— DIRECTIONS —
Print out the entries below with no edits.

______________________________

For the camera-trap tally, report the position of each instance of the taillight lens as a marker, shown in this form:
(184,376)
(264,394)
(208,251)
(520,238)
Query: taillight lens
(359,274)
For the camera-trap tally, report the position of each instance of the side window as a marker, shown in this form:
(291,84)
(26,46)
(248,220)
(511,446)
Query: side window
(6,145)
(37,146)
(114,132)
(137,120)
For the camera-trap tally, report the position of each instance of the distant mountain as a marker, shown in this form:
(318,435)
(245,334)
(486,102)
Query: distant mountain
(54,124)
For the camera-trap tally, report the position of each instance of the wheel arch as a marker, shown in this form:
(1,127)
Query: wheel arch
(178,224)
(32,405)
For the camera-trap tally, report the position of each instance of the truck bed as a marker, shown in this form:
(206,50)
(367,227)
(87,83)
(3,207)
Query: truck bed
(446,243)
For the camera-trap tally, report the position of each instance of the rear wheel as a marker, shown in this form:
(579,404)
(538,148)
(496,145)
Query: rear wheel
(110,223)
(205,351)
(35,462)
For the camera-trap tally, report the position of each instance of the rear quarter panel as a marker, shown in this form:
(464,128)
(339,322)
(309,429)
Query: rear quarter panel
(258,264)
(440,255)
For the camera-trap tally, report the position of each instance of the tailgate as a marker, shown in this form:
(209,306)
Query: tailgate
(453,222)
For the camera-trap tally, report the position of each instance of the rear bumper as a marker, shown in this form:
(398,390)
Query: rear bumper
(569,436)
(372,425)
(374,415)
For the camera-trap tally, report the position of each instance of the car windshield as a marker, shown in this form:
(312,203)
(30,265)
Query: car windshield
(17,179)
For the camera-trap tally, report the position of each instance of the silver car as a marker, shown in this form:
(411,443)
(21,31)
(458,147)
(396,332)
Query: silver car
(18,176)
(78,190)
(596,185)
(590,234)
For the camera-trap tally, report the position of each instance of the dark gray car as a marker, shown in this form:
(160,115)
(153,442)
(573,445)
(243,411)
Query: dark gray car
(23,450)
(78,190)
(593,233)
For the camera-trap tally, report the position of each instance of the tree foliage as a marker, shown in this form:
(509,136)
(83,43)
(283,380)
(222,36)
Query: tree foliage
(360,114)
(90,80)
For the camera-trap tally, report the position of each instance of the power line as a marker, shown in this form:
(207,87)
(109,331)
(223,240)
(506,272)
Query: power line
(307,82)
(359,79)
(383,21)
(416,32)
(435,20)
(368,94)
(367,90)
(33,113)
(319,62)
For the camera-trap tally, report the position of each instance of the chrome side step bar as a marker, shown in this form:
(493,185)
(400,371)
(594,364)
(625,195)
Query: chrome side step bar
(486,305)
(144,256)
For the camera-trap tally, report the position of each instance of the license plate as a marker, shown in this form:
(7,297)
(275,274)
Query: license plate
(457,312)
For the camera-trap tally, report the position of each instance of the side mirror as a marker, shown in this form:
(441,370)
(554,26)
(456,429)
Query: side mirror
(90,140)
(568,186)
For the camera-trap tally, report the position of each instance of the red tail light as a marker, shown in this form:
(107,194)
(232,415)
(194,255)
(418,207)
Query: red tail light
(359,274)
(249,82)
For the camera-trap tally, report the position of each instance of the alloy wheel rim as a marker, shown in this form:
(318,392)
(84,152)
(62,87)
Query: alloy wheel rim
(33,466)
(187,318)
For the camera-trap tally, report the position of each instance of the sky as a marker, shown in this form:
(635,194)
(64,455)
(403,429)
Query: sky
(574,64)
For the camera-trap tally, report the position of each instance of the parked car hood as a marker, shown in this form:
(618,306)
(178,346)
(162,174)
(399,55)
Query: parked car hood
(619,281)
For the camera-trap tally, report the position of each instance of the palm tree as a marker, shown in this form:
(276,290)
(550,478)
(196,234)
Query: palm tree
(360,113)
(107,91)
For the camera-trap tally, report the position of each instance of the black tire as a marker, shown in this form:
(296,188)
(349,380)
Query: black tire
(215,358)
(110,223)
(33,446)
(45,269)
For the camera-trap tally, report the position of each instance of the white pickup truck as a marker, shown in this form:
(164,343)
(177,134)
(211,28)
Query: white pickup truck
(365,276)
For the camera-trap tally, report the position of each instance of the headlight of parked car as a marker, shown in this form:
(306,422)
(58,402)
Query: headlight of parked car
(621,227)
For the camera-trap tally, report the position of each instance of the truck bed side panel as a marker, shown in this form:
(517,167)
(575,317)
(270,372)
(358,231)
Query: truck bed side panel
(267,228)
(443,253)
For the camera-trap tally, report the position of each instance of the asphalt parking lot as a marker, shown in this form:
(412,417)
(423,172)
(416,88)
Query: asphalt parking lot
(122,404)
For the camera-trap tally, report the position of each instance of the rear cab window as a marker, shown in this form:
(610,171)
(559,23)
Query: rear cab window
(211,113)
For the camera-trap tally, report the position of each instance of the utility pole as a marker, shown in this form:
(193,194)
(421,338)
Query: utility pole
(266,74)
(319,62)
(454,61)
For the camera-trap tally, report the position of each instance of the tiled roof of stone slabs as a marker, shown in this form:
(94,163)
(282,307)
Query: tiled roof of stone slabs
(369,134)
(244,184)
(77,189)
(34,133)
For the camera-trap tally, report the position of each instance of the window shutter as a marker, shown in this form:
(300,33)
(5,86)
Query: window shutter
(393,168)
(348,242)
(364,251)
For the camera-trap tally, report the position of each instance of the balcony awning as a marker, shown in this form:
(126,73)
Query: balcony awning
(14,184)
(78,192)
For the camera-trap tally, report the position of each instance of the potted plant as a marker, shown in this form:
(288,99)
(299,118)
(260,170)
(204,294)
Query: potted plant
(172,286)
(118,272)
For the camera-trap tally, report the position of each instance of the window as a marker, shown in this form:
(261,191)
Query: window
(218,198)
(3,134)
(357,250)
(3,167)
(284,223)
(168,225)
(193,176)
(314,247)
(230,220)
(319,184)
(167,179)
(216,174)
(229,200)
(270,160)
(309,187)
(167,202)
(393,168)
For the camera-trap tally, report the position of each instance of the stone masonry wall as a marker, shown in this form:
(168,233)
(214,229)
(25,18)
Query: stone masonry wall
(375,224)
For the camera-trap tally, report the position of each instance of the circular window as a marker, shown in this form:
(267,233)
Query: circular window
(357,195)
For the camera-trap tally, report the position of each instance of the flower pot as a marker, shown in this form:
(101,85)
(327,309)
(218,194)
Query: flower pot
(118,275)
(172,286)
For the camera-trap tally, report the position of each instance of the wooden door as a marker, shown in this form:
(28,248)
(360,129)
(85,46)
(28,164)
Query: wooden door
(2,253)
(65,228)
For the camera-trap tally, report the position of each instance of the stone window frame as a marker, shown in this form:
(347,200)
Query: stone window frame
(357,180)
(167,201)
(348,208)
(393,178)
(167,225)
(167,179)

______________________________

— OUTPUT FOR THIS TASK —
For the camera-trap tally, report the position of each instance of the taillight lens as a marker, shown in this form:
(184,376)
(264,394)
(208,251)
(520,238)
Query: taillight lens
(359,274)
For the camera-trap tally, report the position of each instance of the side window as a marker, shown in this form:
(291,84)
(26,46)
(248,220)
(511,446)
Query: side window
(6,145)
(37,146)
(114,132)
(137,120)
For the camera-trap tally, report the position of each instance of the distant mountain as a marker, shown in this form:
(318,435)
(245,334)
(486,102)
Query: distant mountain
(54,124)
For the camera-trap tally, report the position of each instance of the wheel arch as a marker, shown in this form:
(1,127)
Query: wheel arch
(178,224)
(32,405)
For the camera-trap tally, report the position of each instance of the truck bed as a marker, shown in this form:
(206,50)
(367,227)
(87,83)
(3,207)
Query: truck bed
(446,243)
For the camera-trap tally, report the position of each instance of the rear wheel as a marker, shown in this form:
(579,404)
(538,148)
(496,145)
Query: rear wheel
(110,223)
(205,351)
(35,462)
For the camera-trap tally, report the position of each instance of the rear quarter panel as a marker, shown in this form:
(464,128)
(339,322)
(309,429)
Query: rear quarter panel
(258,264)
(440,255)
For the camera-trap tally, report the position of each instance of the tailgate as a marker, shown in this form:
(209,306)
Query: tailgate
(453,222)
For the camera-trap tally, report the position of each instance of the rear bumper as a marker, shown in this form:
(398,390)
Query: rear bumper
(569,436)
(372,425)
(374,415)
For the camera-trap tally, report the position of each instance of the car windshield as a marker, shown in this form:
(312,203)
(30,265)
Query: car windshield
(17,179)
For the camera-trap tally, report the position of each instance of the silver car as a marker, shown in this form:
(411,443)
(21,31)
(458,147)
(396,332)
Query: silver car
(18,176)
(78,190)
(596,185)
(590,234)
For the camera-trap tally, report the position of each instance of the dark gray car as a marker, shown in this form:
(160,115)
(153,442)
(573,445)
(243,411)
Query: dark gray car
(23,450)
(78,190)
(593,233)
For the camera-trap tally, report the position of each instance of the tree foliage as a marker, shown in this form:
(509,136)
(83,43)
(283,380)
(222,36)
Query: tree foliage
(360,114)
(90,80)
For the camera-trap tally, report the position of each instance of the power line as a marker, shown in this form:
(207,87)
(109,331)
(223,240)
(506,272)
Query: power line
(307,82)
(359,79)
(383,21)
(416,32)
(435,20)
(368,94)
(367,90)
(33,113)
(319,62)
For the camera-trap tally, report the position of each instance of the chrome side step bar as a marker, shown in this form:
(493,185)
(400,371)
(594,364)
(625,195)
Query: chrome side step bar
(486,305)
(144,256)
For the camera-trap tally, report the position of each instance of the license plate as a marker, shown in this form:
(7,297)
(275,274)
Query: license plate
(457,312)
For the camera-trap tally, report the position of each instance of the side mirror as a marker, shown in this form:
(441,370)
(554,26)
(456,429)
Query: side mirror
(90,140)
(568,186)
For the camera-trap tally, report the position of each instance of the red tail light as a marker, shown in this form:
(107,194)
(232,415)
(194,255)
(418,207)
Query: red tail light
(359,274)
(249,82)
For the camera-trap tally, report the position of each instance of the alloy wheel rim as a marker, shown in this form:
(318,392)
(84,152)
(62,87)
Query: alloy wheel rim
(33,466)
(187,318)
For the camera-trap tally, report the position of each instance of the sky as a marker, shown in this form:
(635,194)
(64,455)
(403,429)
Query: sky
(574,64)
For the camera-trap tally, report the position of each instance of the parked car hood as a marker, shown in this form:
(618,306)
(178,346)
(162,174)
(399,55)
Query: parked car hood
(619,281)
For the camera-trap tally, report the position of each instance of the palm tree as a marker, shown in this form:
(276,290)
(550,478)
(196,234)
Query: palm tree
(360,113)
(107,91)
For the camera-trap tally, report the position of each instance of the black tire as a marker, shown in this form:
(296,188)
(349,380)
Query: black tire
(215,358)
(110,223)
(33,446)
(45,269)
For the camera-trap tally, report the position of each instance of the white pickup truck as a marker, shown in this form:
(164,343)
(177,134)
(211,28)
Query: white pickup truck
(365,276)
For the camera-trap tally, report the position of each instance of the headlight of parked car as a marker, shown in this form:
(306,422)
(58,402)
Query: headlight of parked car
(621,227)
For the camera-trap tally, report the position of each instance of the truck bed side panel as a marker, shown in this form:
(517,167)
(575,317)
(270,372)
(358,231)
Query: truck bed side panel
(267,228)
(443,253)
For the camera-trap tally, report the position of each instance of the asphalt parking lot as a marker, shown in this form:
(412,417)
(423,172)
(416,88)
Query: asphalt parking lot
(122,404)
For the camera-trap tally, report the position of each instance of the rear cab window as a marker, shown in this form:
(610,171)
(559,23)
Query: rear cab window
(211,113)
For the camera-trap tally, report the position of each instance of the utility pole as a marker, shown in this form:
(193,194)
(421,338)
Query: utility pole
(266,74)
(319,62)
(454,61)
For the camera-trap tally, report the position of each instance of the tiled roof of stone slabs as a marker, shown in this form:
(94,163)
(282,307)
Query: tiled roof of stone slabs
(369,134)
(244,184)
(77,189)
(34,133)
For the camera-trap tally, report the position of each instance of the window shutter as a marker, shown in this form:
(300,33)
(5,86)
Query: window shutter
(393,168)
(348,242)
(364,251)
For the camera-trap tally, report the position of each instance of the balcony awning as a marker, shown in this form:
(126,73)
Query: balcony awning
(14,184)
(78,192)
For the camera-trap tally, report the position of each instance of the potted plant as a marker, shown in this form:
(288,99)
(299,118)
(260,170)
(204,294)
Query: potted plant
(172,286)
(118,272)
For the camera-trap tally, report the position of each instance of the window as a marker, shown in this form:
(261,191)
Query: window
(218,198)
(3,134)
(357,250)
(3,167)
(284,223)
(168,225)
(193,176)
(314,247)
(230,220)
(319,184)
(167,179)
(216,174)
(229,200)
(270,160)
(309,187)
(167,202)
(393,168)
For the camera-trap tally, report the position of each instance of the stone masonry wall as a marker, shown in this form:
(168,233)
(214,229)
(25,18)
Query: stone masonry wall
(375,224)
For the camera-trap tally, report the position of each instance of the circular window as a marker, shown in this form:
(267,233)
Query: circular window
(357,195)
For the camera-trap tally, report the position of each instance of the flower pot as a marker, shown in this form:
(101,85)
(327,309)
(218,194)
Query: flower pot
(118,275)
(172,286)
For the camera-trap tally, report the position of each instance of the wooden door as a marker, shown in this form:
(28,248)
(360,129)
(85,46)
(28,164)
Query: wooden door
(2,253)
(65,228)
For the camera-trap tally, report the position of each instance of the stone window frame as a marker, shown in this form:
(347,200)
Query: stone window frame
(357,180)
(167,201)
(348,208)
(393,178)
(167,225)
(167,179)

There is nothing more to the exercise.